DOCUMENT SEGMENT:
The contract also includes:
• The right of examination by the purchaser of life insurance – before signing
• Some restrictions on changing beneficiaries
• Date contract begins, renews, ends;
• The amount of death benefit, when it will be paid, or may not paid at all
• When premiums are paid with a defined grace period for non-payment
• The survivor privilege, conversion or exchange privilege
• Contractual with insurance company, rights as policy owner
• Named beneficiary or beneficiaries;
• Cancellation terms, particularly when the insurance company can contest the validity of the policy for certain policy time-frames due to suicide, material omissions, misrepresentations, fraud, etc.
In the above where the death benefit may not be paid, one only has to think of numerous salacious media programmes (and anecdotal evidence) where the death benefit had been illicitly obtained by one or more of the above methods, e.g. suicide was actually murder.
Yes, sometimes people do murder their loved ones to get their hands on the money.
And love probably has nothing to do with it!
How life insurance works
Life insurance, like other forms of insurance, is based on three concepts:
• Pooling many exposures into a group where to set premium rates, the insurer must be able to calculate the probability of death at various ages among its insureds in the pool
• Accumulating a fund through contributions (premiums) from the members of the group
• Paying from this fund for the losses of those who die each year.

SOURCE MATERIAL:
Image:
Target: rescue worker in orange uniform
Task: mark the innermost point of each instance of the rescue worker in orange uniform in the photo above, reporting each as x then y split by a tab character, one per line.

WHAT YOU NEED TO DO:
1 – According to the life insurance text, when does the purchaser have the right of examination?
2 – List the concepts that the life insurance text says life insurance is based on.
3 – Resume the life insurance text after its final sentence.
The material is not needed for what follows.

ANSWERS FOR THIS EXERCISE:
1 – Before signing.

2 –
- Pooling many exposures into a group, which requires the insurer to calculate the probability of death at various ages among its insureds in the pool
- Accumulating a fund through contributions (premiums) from the members of the group
- Paying from this fund for the losses of those who die each year

3 –
The concept of pooling is critical to life insurance because the losses of the few can be paid for by relatively small contributions from the many.
Life insurance premiums are also adjusted for investment income, marketing/administrative costs, taxes, and actuarial risks.
Yearly renewable term life insurance is cost-prohibitive in later years due to adverse selection and the increased probability of death.
In whole of life (level premium) policies, the level premium is higher than necessary to pay claims and other expenses during the early years of the contract, but less than the cost of protection equal to the total death benefit during the later years.
Level premium policies allow for cash value accumulation and insureds may realise their cash value by surrendering the policy, taking out a loan, or letting the policy mature as part of the policy’s death benefit.
How does a life insurance company plan for the major financial coverage of a very bad occurrence year, e.g. massive casualties? In further articles, the role of re/insurance companies, such as the members of Bermuda International Long-Term Insurers and Reinsurers, will be illuminated.
As per usual, space does not permit me to write more than an overview of this extremely important topic. . I hope that you will find this topic useful in managing your personal financial affairs!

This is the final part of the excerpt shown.